[Start Dataset records]
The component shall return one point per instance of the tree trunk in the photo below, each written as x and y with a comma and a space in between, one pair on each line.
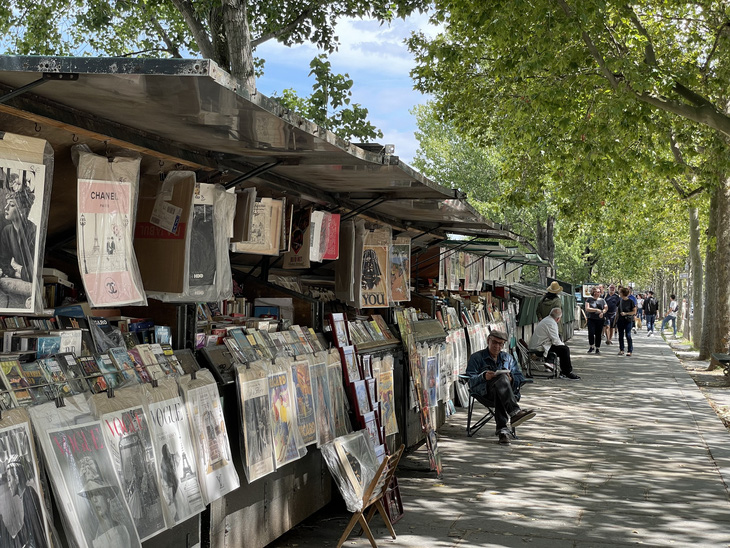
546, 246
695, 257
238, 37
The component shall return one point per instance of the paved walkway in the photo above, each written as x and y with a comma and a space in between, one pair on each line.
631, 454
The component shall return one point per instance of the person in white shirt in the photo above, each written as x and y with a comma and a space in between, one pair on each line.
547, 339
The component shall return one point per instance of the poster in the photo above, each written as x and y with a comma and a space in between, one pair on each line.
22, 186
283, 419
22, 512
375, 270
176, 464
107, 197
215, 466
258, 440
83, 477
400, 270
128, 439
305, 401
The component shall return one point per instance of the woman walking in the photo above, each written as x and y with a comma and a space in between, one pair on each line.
[End Dataset records]
Work to do: Could you set down every line of the records above word for word, leaving the pictures out?

Solution for this problem:
The component shall return one point per instance of the tree trunk in the photo below, each written as x and y with a comma and a space in between, one pair on each line.
546, 246
695, 257
238, 37
The component shall return one point per instance of the paved walkway in the photo above, each written as x and y with a comma and a space in between, one pair on each line.
631, 454
The component shall return one point per instance of the person in white shirt in the photo above, each written as x and y with a comma and a space in between, one pair on each line.
547, 339
The component shall return one point per instance of the poster in the photo above, each written as x and y with a comma and a space in between, one pair on each line.
22, 186
283, 419
22, 512
375, 270
176, 464
107, 197
215, 466
258, 440
83, 477
400, 270
128, 439
305, 401
The component shall return one point per instance of the woman walking in the photo above, each written as x and y with a comma and a space in between, one pair on each line.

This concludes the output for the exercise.